START Listed entries
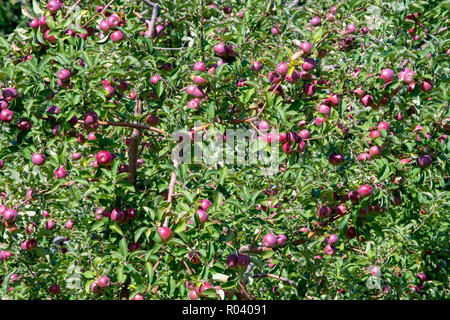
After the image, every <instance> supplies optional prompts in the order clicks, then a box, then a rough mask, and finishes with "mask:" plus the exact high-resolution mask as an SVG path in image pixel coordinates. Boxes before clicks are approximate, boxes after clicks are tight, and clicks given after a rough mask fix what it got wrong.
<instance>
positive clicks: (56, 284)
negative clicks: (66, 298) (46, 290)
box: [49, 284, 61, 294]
END Listed entries
START Listed entries
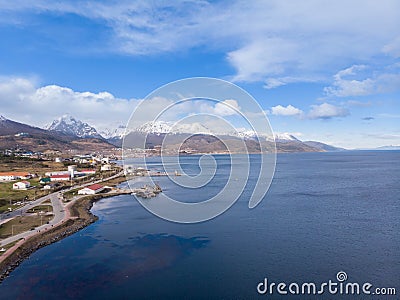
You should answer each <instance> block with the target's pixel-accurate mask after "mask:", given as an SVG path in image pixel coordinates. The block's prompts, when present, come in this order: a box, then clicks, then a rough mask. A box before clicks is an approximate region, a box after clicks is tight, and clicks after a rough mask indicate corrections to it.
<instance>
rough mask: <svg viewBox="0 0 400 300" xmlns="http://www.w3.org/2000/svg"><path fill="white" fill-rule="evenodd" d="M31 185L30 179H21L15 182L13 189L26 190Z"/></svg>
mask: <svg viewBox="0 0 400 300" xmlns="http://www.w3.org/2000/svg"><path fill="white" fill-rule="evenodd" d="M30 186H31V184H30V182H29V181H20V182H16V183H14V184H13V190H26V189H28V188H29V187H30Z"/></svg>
END Listed entries
Scan the entries above and copy each line where "given" occurs.

After the image, every <instance> supplies optional prompts in the order clicks, then a box, then a rough mask, and finishes with "mask:" plus the exact high-resolution mask as an SVG path in image pixel coordinates. Boxes before clicks are approximate, boxes after clicks are tight, and clicks given after a rough mask fix what it got wrong.
You should answer each <instance> block with the target's pixel-accurate mask after "mask:", given as an SVG path in image pixel coordinates. The block's prompts, when present, come in this order: a box, then clicks, then a rough mask. A box before clicks is an approximate region, a box after clicks is tight, and clicks after a rough mask indicate corrections to it.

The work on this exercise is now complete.